The request
Reproduce every line of the data below word for word, changing nothing.

Supplied material

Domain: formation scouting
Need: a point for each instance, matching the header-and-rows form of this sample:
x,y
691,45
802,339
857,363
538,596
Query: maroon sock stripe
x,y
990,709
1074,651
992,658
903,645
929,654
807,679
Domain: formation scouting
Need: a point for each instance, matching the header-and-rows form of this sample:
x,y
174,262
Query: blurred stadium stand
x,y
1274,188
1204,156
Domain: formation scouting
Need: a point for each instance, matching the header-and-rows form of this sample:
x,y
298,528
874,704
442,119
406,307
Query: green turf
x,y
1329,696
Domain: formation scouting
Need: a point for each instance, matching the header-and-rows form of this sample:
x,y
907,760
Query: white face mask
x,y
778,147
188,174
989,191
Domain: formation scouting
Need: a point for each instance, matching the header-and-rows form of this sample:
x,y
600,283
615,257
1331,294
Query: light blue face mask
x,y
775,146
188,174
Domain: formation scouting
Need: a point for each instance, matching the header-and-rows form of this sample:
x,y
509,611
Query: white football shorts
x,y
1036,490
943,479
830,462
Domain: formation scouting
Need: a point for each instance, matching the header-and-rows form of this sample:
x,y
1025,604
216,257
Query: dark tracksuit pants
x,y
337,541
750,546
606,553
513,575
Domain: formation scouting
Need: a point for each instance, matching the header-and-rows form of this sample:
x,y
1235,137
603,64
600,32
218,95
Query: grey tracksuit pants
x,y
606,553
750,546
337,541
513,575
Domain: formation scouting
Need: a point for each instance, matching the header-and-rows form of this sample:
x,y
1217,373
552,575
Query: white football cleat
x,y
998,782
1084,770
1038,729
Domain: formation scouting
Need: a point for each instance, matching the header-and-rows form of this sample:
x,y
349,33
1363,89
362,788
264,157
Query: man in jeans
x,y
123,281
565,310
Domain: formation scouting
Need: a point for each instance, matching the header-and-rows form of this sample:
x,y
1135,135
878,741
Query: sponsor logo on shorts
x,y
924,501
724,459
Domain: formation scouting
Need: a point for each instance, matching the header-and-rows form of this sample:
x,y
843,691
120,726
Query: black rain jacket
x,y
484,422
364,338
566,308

Exercise response
Domain: formation scouting
Need: a point for each instance, matching the header-and-rows form of this sample:
x,y
691,45
802,339
857,363
538,596
Query: maroon sock stripe
x,y
990,709
1074,651
992,658
903,645
929,654
807,679
Domain: formation scouting
Need: a point for each instance, matching the header-and-rows form of this sample:
x,y
174,262
Query: blurred stadium stand
x,y
1274,188
1204,156
Domain: formation scouting
Need: a point for each instance, matching the header-and-rows form of this sample:
x,y
298,528
874,704
442,119
406,307
Query: green turf
x,y
1329,696
Domain: formation scouting
Need: a point for each instance, matching the header-and-rows form of this sample:
x,y
907,760
Query: white face mask
x,y
778,147
188,174
989,191
Domain: formation scouting
Need: a point for each instance, matching the header-and-rows form of this sample:
x,y
600,283
615,257
1331,294
Query: light blue face mask
x,y
775,146
188,174
Domain: formation scouting
Need: a point for each instance, matching the header-and-rows form of this sample:
x,y
509,611
Query: white football shorts
x,y
1036,490
943,479
830,462
Domain: formation scouting
Need: a point for each instance, matching the header-and-rows form of this sample:
x,y
1025,604
216,257
Query: dark tracksuit pants
x,y
337,541
750,546
606,553
513,575
Domain: formation scouting
Need: a point for each instance, matching the header-and-rows form of this sample:
x,y
1235,137
603,64
600,32
218,95
Query: grey tracksuit pants
x,y
606,553
750,546
337,541
513,575
Domain: formation scouting
Need: a point for each instance, matching the header-and-rows form of this sample:
x,y
1217,373
552,575
Query: white football cleat
x,y
998,782
1084,770
1038,729
Domain: formation scouting
Need: a point for each instance, matching the header-and-rows form of this sample:
x,y
349,33
1363,89
362,788
264,157
Query: man in jeans
x,y
123,281
565,310
Domain: formation scouting
Need: a point for each instance, matching the header-and-rows form of this sample:
x,y
1135,135
878,741
Query: sponsor logo on shorts
x,y
924,501
724,459
Domain: formation scouting
Need: a point for each instance, matching the header-and-rows form of this sample:
x,y
843,691
120,726
Query: black rain jacket
x,y
484,422
364,338
566,308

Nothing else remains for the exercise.